***** RAW DATA
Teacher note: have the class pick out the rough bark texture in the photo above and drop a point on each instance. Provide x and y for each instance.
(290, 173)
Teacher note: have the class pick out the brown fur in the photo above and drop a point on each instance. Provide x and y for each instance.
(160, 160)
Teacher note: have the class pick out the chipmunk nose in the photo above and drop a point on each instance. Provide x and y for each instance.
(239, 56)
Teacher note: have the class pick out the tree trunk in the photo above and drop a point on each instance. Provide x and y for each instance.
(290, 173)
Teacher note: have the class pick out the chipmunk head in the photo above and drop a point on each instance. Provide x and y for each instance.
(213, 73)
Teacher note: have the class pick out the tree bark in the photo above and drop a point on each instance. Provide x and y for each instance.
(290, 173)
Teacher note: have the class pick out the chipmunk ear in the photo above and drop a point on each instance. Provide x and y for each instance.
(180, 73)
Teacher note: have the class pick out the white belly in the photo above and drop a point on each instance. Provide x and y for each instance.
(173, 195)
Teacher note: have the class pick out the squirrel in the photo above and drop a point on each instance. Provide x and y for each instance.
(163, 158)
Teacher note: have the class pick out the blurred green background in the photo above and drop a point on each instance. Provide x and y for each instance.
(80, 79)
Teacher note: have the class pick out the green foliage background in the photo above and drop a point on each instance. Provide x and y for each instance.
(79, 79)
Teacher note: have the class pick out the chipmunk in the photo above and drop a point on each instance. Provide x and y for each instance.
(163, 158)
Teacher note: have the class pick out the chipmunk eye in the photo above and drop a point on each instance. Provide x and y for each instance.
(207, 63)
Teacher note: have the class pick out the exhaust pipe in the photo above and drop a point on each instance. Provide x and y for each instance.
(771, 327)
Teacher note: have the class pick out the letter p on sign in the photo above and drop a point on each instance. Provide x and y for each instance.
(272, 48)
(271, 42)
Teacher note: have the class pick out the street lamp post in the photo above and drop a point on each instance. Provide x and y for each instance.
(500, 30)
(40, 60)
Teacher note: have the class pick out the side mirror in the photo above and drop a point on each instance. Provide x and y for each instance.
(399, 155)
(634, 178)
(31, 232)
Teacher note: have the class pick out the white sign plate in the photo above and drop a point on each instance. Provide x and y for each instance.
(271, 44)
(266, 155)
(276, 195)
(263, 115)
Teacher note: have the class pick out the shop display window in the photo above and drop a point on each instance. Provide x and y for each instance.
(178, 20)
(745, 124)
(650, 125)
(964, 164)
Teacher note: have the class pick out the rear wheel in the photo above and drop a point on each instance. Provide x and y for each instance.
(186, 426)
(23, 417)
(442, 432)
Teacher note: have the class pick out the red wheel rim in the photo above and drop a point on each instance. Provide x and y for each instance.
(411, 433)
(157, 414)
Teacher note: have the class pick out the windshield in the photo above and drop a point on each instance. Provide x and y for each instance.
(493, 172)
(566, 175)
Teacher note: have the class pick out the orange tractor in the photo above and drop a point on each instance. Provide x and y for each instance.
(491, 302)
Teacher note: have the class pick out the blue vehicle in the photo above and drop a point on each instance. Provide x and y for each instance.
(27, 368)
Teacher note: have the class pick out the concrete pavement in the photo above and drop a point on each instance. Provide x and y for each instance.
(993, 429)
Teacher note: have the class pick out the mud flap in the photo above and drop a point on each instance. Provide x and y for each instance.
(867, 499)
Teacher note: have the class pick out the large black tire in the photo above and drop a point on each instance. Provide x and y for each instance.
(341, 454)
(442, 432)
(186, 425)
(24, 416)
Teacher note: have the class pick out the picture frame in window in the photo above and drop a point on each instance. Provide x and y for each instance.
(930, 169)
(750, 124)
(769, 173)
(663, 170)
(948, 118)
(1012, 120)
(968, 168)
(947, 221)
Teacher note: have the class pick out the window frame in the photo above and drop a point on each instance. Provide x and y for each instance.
**********
Give again only the lines starting at the one that contains "Teacher note: have the class pick out the windshield" and running to the end of the data.

Teacher note: have the class pick out the windshield in the photo above and drop a point on each instance. Provide x and y for each instance.
(493, 172)
(566, 175)
Teacher note: have the class pick out the orange tractor in the photo above and drop a point on each instance. Provide x and y for each instance.
(491, 302)
Teacher note: have the class pick out the blue vehicle in the photo above and drop a point on each instance. Provide x and y for each instance.
(27, 368)
Teacher note: have the class pick out the concrete pavement in the photo above and drop a point on each instance. Provide x and y for each instance.
(993, 429)
Teacher note: have the class pick out the mud flap in the photo above and drop a point on each instance. Provide x and y for each instance.
(867, 499)
Teacher note: have the class pick out the large black tire in the photo above and drop a point on each instance. Provide x and y for each instance.
(341, 454)
(442, 432)
(186, 425)
(24, 416)
Teacher note: have the class pick out the picture frame in window in the photo above and drop a point on each instance. Provide x and y for each instance.
(930, 169)
(750, 124)
(769, 173)
(663, 170)
(948, 118)
(1012, 120)
(968, 168)
(947, 221)
Teacher note: have the class pick out the window frame in the photo above and drop a point on each instance. Provide x and y for each instance.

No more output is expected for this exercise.